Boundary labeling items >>
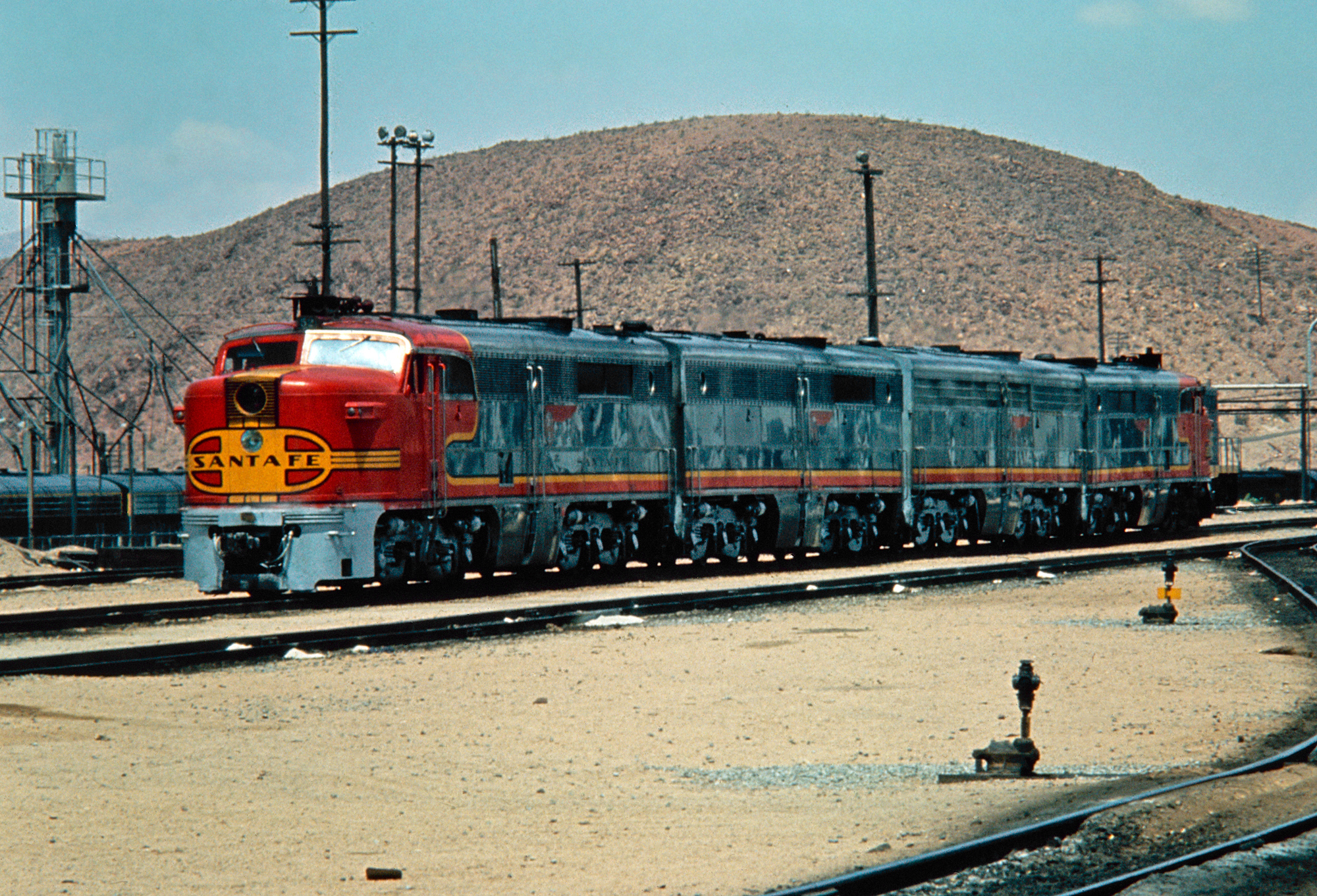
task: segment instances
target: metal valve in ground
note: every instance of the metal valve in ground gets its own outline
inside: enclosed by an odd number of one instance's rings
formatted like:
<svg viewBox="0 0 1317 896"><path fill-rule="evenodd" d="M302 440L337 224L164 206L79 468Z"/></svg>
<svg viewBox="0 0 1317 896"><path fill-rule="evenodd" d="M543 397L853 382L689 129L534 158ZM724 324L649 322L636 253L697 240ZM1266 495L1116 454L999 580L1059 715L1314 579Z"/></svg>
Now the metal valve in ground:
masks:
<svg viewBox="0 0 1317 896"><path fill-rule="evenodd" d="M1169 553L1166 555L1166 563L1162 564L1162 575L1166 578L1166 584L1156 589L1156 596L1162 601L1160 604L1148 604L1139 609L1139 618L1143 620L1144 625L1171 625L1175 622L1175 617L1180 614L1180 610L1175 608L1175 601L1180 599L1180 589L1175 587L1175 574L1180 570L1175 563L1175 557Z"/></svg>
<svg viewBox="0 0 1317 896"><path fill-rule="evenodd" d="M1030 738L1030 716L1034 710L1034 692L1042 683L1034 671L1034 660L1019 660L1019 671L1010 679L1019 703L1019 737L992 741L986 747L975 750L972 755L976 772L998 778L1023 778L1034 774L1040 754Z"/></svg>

==

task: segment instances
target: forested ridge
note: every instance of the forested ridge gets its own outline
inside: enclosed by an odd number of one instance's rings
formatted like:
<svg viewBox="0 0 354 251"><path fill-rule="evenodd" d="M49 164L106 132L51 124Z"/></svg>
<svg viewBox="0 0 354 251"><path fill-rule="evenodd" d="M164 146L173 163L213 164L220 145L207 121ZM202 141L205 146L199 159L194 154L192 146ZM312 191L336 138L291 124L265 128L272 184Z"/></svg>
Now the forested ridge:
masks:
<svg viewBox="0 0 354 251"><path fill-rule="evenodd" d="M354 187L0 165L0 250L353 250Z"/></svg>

---

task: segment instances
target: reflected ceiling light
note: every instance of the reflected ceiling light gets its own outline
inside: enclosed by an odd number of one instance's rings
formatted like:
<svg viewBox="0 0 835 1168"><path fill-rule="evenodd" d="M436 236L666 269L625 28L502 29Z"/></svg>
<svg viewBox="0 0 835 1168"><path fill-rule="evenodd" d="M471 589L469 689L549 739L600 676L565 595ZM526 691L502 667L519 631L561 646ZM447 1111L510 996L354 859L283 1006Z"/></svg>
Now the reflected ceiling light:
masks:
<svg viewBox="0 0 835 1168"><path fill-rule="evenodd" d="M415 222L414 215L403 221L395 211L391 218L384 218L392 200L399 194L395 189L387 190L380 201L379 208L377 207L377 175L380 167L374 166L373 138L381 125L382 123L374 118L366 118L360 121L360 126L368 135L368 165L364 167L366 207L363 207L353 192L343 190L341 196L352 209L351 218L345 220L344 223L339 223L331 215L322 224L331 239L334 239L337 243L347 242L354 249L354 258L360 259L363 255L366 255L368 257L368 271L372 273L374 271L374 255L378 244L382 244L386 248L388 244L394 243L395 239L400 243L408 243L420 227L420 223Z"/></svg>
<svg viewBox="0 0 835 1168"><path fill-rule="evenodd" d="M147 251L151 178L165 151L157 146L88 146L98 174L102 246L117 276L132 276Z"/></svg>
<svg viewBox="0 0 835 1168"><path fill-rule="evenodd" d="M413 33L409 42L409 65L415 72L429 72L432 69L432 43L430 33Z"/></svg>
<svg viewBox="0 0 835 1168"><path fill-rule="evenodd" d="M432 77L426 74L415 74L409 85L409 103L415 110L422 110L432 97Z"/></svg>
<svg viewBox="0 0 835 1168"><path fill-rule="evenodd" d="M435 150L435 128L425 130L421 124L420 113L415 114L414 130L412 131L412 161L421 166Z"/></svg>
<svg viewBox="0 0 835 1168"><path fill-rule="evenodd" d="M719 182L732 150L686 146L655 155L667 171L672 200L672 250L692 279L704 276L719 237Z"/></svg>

Requirements >>
Collect every line in the material above that contains the string "valve", treating uppercase and lowercase letters as different.

Correct answer >>
target: metal valve in ground
note: every instance of the metal valve in ground gets its own outline
Now the metal valve in ground:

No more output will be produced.